新たな共同の展望―本格的に政権交代への準備を
 これからの新しい共闘の展望だが、本格的に政権交代への準備を始めなければならない。市民プラス野党による共闘を拡大して、これなら新しい市民の立場に立った政府を樹立することができるという希望を国民に与える。これが大切だ。今までのどの政権よりも良い政権ができるんだという夢を国民が持てなければ、支持してもらえない。
 参院選が終わった後に朝日新聞が世論調査を行った。安倍内閣を支持すると答えた回答で一番多い理由が「他よりもよさそうだ」で、46%と最高だ。それ以前の内閣があまりにも悪すぎたということだ。次に出てくる政権がもっとよいと思ってもらえれば、「他よりよさそう」という人たちに支持してもらえるのではないか。また、参院選で与党に入れたと答えた人たちに理由を聞いたら「野党に魅力がなかったから」が71%もある。この魅力を高めれば、これらの人々も野党支持に変わっていくんじゃないだろうか。
 そのためにどうするのか。主体的な力をつけなければならない。多様なつながりや信頼を大切にして発展させる。共闘をすすめる中で、政党や会派が違う人たちの間で新しい結びつきができてきた。今までは挨拶ぐらいしかしたことがない、そういう人たちがメールアドレスを交換したり、いろいろ相談したり、連絡をとったりという形で結びつきが深まってきた。
 私の住んでいる八王子には「ノーウオー八王子アクション」があった。安保法案反対運動のなかで、民主党や共産党、社民党などの共同が進み、その枠組みを大切にしたいと思って、私も市長選に立候補した。その過程でいろいろな結びつきができる。話してみると悪い奴じゃないと、理解が深まるし信頼関係も生まれる。これはものすごく大切だ。この財産をぜひ生かしてもらいたい。
 政策的な一致の幅を広げ、合意の水準を高めることも重要だ。安倍政治後の未来を示すものであってほしい。すでに参院選1人区で政策協定が結ばれ、通常国会の最終盤には15本の野党共同提案の法案などもある。大衆運動での一点共闘も拡大している。草の根から連合政権の土台づくりをしなければならない。メーデーなどでも、できればそれぞれの地域で異なる潮流が一緒にやる統一メーデーの実現に力を尽くしてほしい。

____

課題一覧:
1. 抜粋の「新たな共同の展望―本格的に政権交代への準備を」から「形で結びつきが深まってきた。」まで(「形で結びつきが深まってきた。」も含む)を、一字一句違えずに書き写してもらえますか。
2. 抜粋の中で名前が挙げられている政党をすべて挙げると、どれになりますか。

(収集データ項目)
____

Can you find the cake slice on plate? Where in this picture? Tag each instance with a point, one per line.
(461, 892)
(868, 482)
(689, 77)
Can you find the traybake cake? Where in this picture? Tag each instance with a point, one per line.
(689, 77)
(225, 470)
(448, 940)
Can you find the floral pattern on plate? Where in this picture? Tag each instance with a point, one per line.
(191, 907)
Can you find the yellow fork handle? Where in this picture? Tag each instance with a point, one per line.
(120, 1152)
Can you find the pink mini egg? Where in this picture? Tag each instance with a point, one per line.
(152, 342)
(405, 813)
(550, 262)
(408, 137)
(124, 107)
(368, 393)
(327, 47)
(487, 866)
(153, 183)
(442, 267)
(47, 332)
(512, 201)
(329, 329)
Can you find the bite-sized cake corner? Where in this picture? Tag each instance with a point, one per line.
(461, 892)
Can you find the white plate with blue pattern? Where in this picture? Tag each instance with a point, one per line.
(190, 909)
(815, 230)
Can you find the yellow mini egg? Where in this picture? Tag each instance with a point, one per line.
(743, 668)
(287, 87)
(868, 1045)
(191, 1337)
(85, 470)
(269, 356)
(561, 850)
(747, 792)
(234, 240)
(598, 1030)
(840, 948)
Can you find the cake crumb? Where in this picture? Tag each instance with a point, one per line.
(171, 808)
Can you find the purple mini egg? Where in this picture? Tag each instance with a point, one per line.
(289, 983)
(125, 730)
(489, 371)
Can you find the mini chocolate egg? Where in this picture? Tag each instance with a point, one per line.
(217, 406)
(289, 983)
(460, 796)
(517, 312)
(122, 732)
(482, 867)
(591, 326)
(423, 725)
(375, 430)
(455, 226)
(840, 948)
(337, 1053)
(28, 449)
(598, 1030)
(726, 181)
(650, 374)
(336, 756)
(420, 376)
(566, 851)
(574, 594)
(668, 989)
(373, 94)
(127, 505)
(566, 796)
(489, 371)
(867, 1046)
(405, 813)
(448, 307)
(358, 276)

____

解答:
1.
新たな共同の展望―本格的に政権交代への準備を
 これからの新しい共闘の展望だが、本格的に政権交代への準備を始めなければならない。市民プラス野党による共闘を拡大して、これなら新しい市民の立場に立った政府を樹立することができるという希望を国民に与える。これが大切だ。今までのどの政権よりも良い政権ができるんだという夢を国民が持てなければ、支持してもらえない。
 参院選が終わった後に朝日新聞が世論調査を行った。安倍内閣を支持すると答えた回答で一番多い理由が「他よりもよさそうだ」で、46%と最高だ。それ以前の内閣があまりにも悪すぎたということだ。次に出てくる政権がもっとよいと思ってもらえれば、「他よりよさそう」という人たちに支持してもらえるのではないか。また、参院選で与党に入れたと答えた人たちに理由を聞いたら「野党に魅力がなかったから」が71%もある。この魅力を高めれば、これらの人々も野党支持に変わっていくんじゃないだろうか。
 そのためにどうするのか。主体的な力をつけなければならない。多様なつながりや信頼を大切にして発展させる。共闘をすすめる中で、政党や会派が違う人たちの間で新しい結びつきができてきた。今までは挨拶ぐらいしかしたことがない、そういう人たちがメールアドレスを交換したり、いろいろ相談したり、連絡をとったりという形で結びつきが深まってきた。

2. 民主党、共産党、社民党